• CHALLENGE:
Turn the material below into a Markdown table with two columns, No. and Entry: number each line in No. and put the line itself in Entry, leaving out blank lines.

• EXTRACTED DATA:
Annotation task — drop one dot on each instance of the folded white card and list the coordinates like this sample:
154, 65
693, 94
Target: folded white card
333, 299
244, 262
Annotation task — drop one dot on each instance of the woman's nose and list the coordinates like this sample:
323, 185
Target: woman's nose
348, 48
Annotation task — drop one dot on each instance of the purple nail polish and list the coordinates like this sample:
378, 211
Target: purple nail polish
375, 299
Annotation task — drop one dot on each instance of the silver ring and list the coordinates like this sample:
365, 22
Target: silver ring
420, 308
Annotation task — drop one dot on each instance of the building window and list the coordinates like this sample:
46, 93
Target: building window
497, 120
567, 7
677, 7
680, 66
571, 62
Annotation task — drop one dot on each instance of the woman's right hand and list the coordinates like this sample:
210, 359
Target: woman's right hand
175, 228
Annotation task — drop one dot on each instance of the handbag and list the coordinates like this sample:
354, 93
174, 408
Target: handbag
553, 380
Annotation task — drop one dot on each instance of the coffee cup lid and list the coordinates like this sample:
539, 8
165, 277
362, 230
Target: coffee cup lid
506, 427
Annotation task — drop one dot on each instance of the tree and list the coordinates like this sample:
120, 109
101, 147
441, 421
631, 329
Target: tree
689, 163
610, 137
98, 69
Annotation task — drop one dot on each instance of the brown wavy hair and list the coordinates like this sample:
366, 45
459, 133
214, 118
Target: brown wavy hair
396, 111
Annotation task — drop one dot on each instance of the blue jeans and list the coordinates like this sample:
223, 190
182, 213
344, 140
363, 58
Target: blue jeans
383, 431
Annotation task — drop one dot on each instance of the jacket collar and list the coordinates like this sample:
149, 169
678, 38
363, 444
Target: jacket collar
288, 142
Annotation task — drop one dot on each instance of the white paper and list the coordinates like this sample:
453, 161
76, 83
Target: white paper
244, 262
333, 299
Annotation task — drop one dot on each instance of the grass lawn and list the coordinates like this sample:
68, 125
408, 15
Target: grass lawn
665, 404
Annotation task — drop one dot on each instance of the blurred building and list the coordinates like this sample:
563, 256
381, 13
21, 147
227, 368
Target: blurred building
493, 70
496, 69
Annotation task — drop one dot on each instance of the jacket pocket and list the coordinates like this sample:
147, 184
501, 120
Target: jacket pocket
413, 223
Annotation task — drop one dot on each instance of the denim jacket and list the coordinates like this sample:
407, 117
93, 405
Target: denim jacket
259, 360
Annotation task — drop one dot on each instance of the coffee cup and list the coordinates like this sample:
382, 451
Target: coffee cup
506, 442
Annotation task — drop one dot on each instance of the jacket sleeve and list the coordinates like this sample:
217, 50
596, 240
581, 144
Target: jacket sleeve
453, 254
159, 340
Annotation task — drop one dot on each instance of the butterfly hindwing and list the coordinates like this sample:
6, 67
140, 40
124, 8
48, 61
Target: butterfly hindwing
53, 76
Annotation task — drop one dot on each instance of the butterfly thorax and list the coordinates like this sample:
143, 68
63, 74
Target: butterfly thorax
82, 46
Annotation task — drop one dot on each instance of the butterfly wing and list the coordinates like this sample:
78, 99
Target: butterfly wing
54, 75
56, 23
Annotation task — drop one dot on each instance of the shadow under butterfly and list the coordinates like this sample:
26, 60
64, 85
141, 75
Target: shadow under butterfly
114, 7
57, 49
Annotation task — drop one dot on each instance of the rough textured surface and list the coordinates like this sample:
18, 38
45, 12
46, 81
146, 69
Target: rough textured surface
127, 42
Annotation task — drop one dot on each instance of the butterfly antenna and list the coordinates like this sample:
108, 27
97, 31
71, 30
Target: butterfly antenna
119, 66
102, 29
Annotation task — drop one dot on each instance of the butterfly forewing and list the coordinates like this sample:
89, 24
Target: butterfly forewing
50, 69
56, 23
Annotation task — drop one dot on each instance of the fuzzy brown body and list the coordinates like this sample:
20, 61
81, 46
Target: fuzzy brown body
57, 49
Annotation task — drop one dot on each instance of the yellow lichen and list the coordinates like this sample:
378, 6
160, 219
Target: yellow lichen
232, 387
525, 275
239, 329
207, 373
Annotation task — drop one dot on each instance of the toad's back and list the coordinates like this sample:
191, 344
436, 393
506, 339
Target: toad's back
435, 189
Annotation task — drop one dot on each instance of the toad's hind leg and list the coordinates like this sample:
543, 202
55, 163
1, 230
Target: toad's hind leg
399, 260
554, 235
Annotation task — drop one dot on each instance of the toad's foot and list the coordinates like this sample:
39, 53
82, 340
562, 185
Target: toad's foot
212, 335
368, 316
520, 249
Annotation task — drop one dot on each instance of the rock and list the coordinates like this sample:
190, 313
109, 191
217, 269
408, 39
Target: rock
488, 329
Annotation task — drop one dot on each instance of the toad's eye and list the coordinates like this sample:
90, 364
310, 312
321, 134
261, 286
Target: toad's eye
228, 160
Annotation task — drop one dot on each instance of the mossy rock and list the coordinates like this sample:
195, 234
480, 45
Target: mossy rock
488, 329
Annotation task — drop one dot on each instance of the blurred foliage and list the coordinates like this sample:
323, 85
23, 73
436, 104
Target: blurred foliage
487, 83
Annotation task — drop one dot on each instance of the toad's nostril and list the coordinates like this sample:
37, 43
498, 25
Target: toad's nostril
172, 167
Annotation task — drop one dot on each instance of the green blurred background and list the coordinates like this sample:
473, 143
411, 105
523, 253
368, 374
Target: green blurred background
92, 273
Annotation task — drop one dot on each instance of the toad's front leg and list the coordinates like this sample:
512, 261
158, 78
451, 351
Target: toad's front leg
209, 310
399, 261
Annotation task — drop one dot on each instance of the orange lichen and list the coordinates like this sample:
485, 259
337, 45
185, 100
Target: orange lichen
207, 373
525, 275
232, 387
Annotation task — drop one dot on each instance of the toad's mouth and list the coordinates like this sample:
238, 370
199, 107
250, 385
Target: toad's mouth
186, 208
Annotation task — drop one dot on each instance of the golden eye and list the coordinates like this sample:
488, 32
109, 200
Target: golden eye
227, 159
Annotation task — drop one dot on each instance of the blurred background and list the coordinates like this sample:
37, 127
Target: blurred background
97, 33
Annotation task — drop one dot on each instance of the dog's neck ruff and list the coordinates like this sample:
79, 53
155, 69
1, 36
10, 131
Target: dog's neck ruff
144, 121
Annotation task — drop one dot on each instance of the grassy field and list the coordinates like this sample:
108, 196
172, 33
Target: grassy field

• SOLVED PROBLEM:
| No. | Entry |
|---|---|
| 1 | Annotation task — drop one dot on each instance of the folded white card and list the coordinates like this sample: |
| 2 | 154, 65 |
| 3 | 693, 94 |
| 4 | Target: folded white card |
| 5 | 333, 299 |
| 6 | 244, 262 |
| 7 | Annotation task — drop one dot on each instance of the woman's nose and list the coordinates like this sample: |
| 8 | 323, 185 |
| 9 | Target: woman's nose |
| 10 | 348, 48 |
| 11 | Annotation task — drop one dot on each instance of the purple nail polish and list the coordinates like this sample: |
| 12 | 378, 211 |
| 13 | Target: purple nail polish |
| 14 | 375, 299 |
| 15 | Annotation task — drop one dot on each instance of the silver ring and list the coordinates like this sample: |
| 16 | 365, 22 |
| 17 | Target: silver ring |
| 18 | 420, 308 |
| 19 | Annotation task — drop one dot on each instance of the building window and list the coordinates like this sample: |
| 20 | 46, 93 |
| 21 | Target: building window |
| 22 | 497, 120 |
| 23 | 567, 7 |
| 24 | 677, 7 |
| 25 | 680, 66 |
| 26 | 571, 62 |
| 27 | Annotation task — drop one dot on each instance of the woman's right hand and list the coordinates like this sample: |
| 28 | 210, 359 |
| 29 | Target: woman's right hand |
| 30 | 175, 228 |
| 31 | Annotation task — drop one dot on each instance of the handbag and list the coordinates like this sample: |
| 32 | 354, 93 |
| 33 | 174, 408 |
| 34 | Target: handbag |
| 35 | 553, 380 |
| 36 | Annotation task — drop one dot on each instance of the coffee cup lid and list the coordinates like this sample: |
| 37 | 539, 8 |
| 38 | 165, 277 |
| 39 | 362, 230 |
| 40 | Target: coffee cup lid |
| 41 | 506, 427 |
| 42 | Annotation task — drop one dot on each instance of the tree and list the coordinates like this sample: |
| 43 | 120, 109 |
| 44 | 101, 147 |
| 45 | 441, 421 |
| 46 | 631, 329 |
| 47 | Target: tree |
| 48 | 689, 163 |
| 49 | 610, 137 |
| 50 | 98, 69 |
| 51 | Annotation task — drop one dot on each instance of the brown wavy hair and list the coordinates like this sample: |
| 52 | 366, 45 |
| 53 | 459, 133 |
| 54 | 214, 118 |
| 55 | Target: brown wavy hair |
| 56 | 396, 111 |
| 57 | Annotation task — drop one dot on each instance of the blue jeans and list the coordinates like this sample: |
| 58 | 223, 190 |
| 59 | 182, 213 |
| 60 | 344, 140 |
| 61 | 363, 58 |
| 62 | Target: blue jeans |
| 63 | 383, 431 |
| 64 | Annotation task — drop one dot on each instance of the jacket collar and list the coordinates like this sample: |
| 65 | 149, 169 |
| 66 | 678, 38 |
| 67 | 363, 444 |
| 68 | Target: jacket collar |
| 69 | 288, 142 |
| 70 | Annotation task — drop one dot on each instance of the white paper and list the coordinates like this sample: |
| 71 | 453, 161 |
| 72 | 76, 83 |
| 73 | Target: white paper |
| 74 | 244, 262 |
| 75 | 333, 299 |
| 76 | Annotation task — drop one dot on each instance of the grass lawn and list the coordinates like this sample: |
| 77 | 68, 125 |
| 78 | 408, 15 |
| 79 | Target: grass lawn |
| 80 | 665, 404 |
| 81 | Annotation task — drop one dot on each instance of the blurred building and list the coordinates like this sample: |
| 82 | 563, 256 |
| 83 | 381, 13 |
| 84 | 21, 147 |
| 85 | 227, 368 |
| 86 | Target: blurred building |
| 87 | 493, 70 |
| 88 | 496, 69 |
| 89 | Annotation task — drop one dot on each instance of the jacket pocket and list the coordinates like this sample: |
| 90 | 147, 184 |
| 91 | 501, 120 |
| 92 | Target: jacket pocket |
| 93 | 413, 223 |
| 94 | Annotation task — drop one dot on each instance of the denim jacket and list the coordinates like this sample: |
| 95 | 407, 117 |
| 96 | 93, 405 |
| 97 | Target: denim jacket |
| 98 | 259, 360 |
| 99 | Annotation task — drop one dot on each instance of the coffee cup and list the coordinates like this sample: |
| 100 | 382, 451 |
| 101 | Target: coffee cup |
| 102 | 506, 442 |
| 103 | Annotation task — drop one dot on each instance of the jacket sleeve and list the coordinates like this sample: |
| 104 | 217, 50 |
| 105 | 596, 240 |
| 106 | 581, 144 |
| 107 | Target: jacket sleeve |
| 108 | 453, 254 |
| 109 | 159, 340 |
| 110 | Annotation task — drop one dot on each instance of the butterfly hindwing and list the coordinates like this sample: |
| 111 | 6, 67 |
| 112 | 140, 40 |
| 113 | 124, 8 |
| 114 | 48, 61 |
| 115 | Target: butterfly hindwing |
| 116 | 53, 76 |
| 117 | Annotation task — drop one dot on each instance of the butterfly thorax and list the coordinates like this sample: |
| 118 | 143, 68 |
| 119 | 63, 74 |
| 120 | Target: butterfly thorax |
| 121 | 82, 46 |
| 122 | Annotation task — drop one dot on each instance of the butterfly wing and list the coordinates like this sample: |
| 123 | 78, 99 |
| 124 | Target: butterfly wing |
| 125 | 54, 75 |
| 126 | 56, 23 |
| 127 | Annotation task — drop one dot on each instance of the shadow under butterfly and list the coordinates like this sample: |
| 128 | 26, 60 |
| 129 | 64, 85 |
| 130 | 141, 75 |
| 131 | Target: shadow under butterfly |
| 132 | 114, 7 |
| 133 | 57, 49 |
| 134 | Annotation task — drop one dot on each instance of the rough textured surface and list the coordinates like this sample: |
| 135 | 18, 38 |
| 136 | 45, 12 |
| 137 | 46, 81 |
| 138 | 146, 69 |
| 139 | Target: rough textured surface |
| 140 | 127, 42 |
| 141 | Annotation task — drop one dot on each instance of the butterfly antenna and list the coordinates like this sample: |
| 142 | 108, 27 |
| 143 | 97, 31 |
| 144 | 71, 30 |
| 145 | Target: butterfly antenna |
| 146 | 119, 66 |
| 147 | 102, 29 |
| 148 | Annotation task — drop one dot on each instance of the butterfly forewing and list the coordinates like this sample: |
| 149 | 89, 24 |
| 150 | Target: butterfly forewing |
| 151 | 50, 69 |
| 152 | 56, 23 |
| 153 | Annotation task — drop one dot on each instance of the fuzzy brown body and list the coordinates like this sample: |
| 154 | 20, 61 |
| 155 | 81, 46 |
| 156 | Target: fuzzy brown body |
| 157 | 57, 49 |
| 158 | Annotation task — drop one dot on each instance of the yellow lichen and list the coordinates like this sample: |
| 159 | 378, 6 |
| 160 | 160, 219 |
| 161 | Target: yellow lichen |
| 162 | 232, 387 |
| 163 | 525, 275 |
| 164 | 239, 329 |
| 165 | 207, 373 |
| 166 | Annotation task — drop one dot on each instance of the toad's back and list the coordinates like this sample: |
| 167 | 191, 344 |
| 168 | 436, 393 |
| 169 | 506, 339 |
| 170 | Target: toad's back |
| 171 | 435, 189 |
| 172 | Annotation task — drop one dot on each instance of the toad's hind leg and list the coordinates like this sample: |
| 173 | 543, 202 |
| 174 | 55, 163 |
| 175 | 1, 230 |
| 176 | Target: toad's hind leg |
| 177 | 399, 260 |
| 178 | 554, 235 |
| 179 | Annotation task — drop one dot on each instance of the toad's foot and list the coordinates like this sample: |
| 180 | 39, 53 |
| 181 | 82, 340 |
| 182 | 562, 185 |
| 183 | Target: toad's foot |
| 184 | 212, 335 |
| 185 | 368, 316 |
| 186 | 520, 249 |
| 187 | Annotation task — drop one dot on each instance of the rock and list the coordinates like this sample: |
| 188 | 190, 313 |
| 189 | 109, 191 |
| 190 | 217, 269 |
| 191 | 408, 39 |
| 192 | Target: rock |
| 193 | 488, 329 |
| 194 | Annotation task — drop one dot on each instance of the toad's eye and list the coordinates like this sample: |
| 195 | 90, 364 |
| 196 | 310, 312 |
| 197 | 321, 134 |
| 198 | 261, 286 |
| 199 | Target: toad's eye |
| 200 | 228, 160 |
| 201 | Annotation task — drop one dot on each instance of the mossy rock and list the coordinates like this sample: |
| 202 | 195, 234 |
| 203 | 480, 45 |
| 204 | Target: mossy rock |
| 205 | 488, 329 |
| 206 | Annotation task — drop one dot on each instance of the blurred foliage and list the coordinates like this sample: |
| 207 | 323, 85 |
| 208 | 23, 73 |
| 209 | 436, 104 |
| 210 | Target: blurred foliage |
| 211 | 487, 83 |
| 212 | Annotation task — drop one dot on each instance of the toad's nostril and list the coordinates like this sample: |
| 213 | 37, 43 |
| 214 | 498, 25 |
| 215 | Target: toad's nostril |
| 216 | 172, 167 |
| 217 | Annotation task — drop one dot on each instance of the green blurred background and list the coordinates like this sample: |
| 218 | 473, 143 |
| 219 | 411, 105 |
| 220 | 523, 253 |
| 221 | 368, 374 |
| 222 | Target: green blurred background |
| 223 | 92, 273 |
| 224 | Annotation task — drop one dot on each instance of the toad's front leg and list the coordinates like this sample: |
| 225 | 512, 261 |
| 226 | 158, 78 |
| 227 | 451, 351 |
| 228 | Target: toad's front leg |
| 229 | 209, 310 |
| 230 | 399, 261 |
| 231 | Annotation task — drop one dot on each instance of the orange lichen and list the coordinates like this sample: |
| 232 | 485, 259 |
| 233 | 337, 45 |
| 234 | 185, 100 |
| 235 | Target: orange lichen |
| 236 | 207, 373 |
| 237 | 525, 275 |
| 238 | 232, 387 |
| 239 | Annotation task — drop one dot on each instance of the toad's mouth and list the coordinates like this sample: |
| 240 | 238, 370 |
| 241 | 199, 107 |
| 242 | 250, 385 |
| 243 | Target: toad's mouth |
| 244 | 186, 208 |
| 245 | Annotation task — drop one dot on each instance of the golden eye and list the coordinates like this sample: |
| 246 | 488, 32 |
| 247 | 109, 200 |
| 248 | Target: golden eye |
| 249 | 227, 159 |
| 250 | Annotation task — drop one dot on each instance of the blurred background and list the coordinates like this sample: |
| 251 | 37, 127 |
| 252 | Target: blurred background |
| 253 | 97, 33 |
| 254 | Annotation task — drop one dot on each instance of the dog's neck ruff and list the coordinates like this sample: |
| 255 | 79, 53 |
| 256 | 155, 69 |
| 257 | 1, 36 |
| 258 | 10, 131 |
| 259 | Target: dog's neck ruff |
| 260 | 144, 121 |
| 261 | Annotation task — drop one dot on each instance of the grassy field and list the coordinates like this sample: |
| 262 | 108, 196 |
| 263 | 172, 33 |
| 264 | Target: grassy field |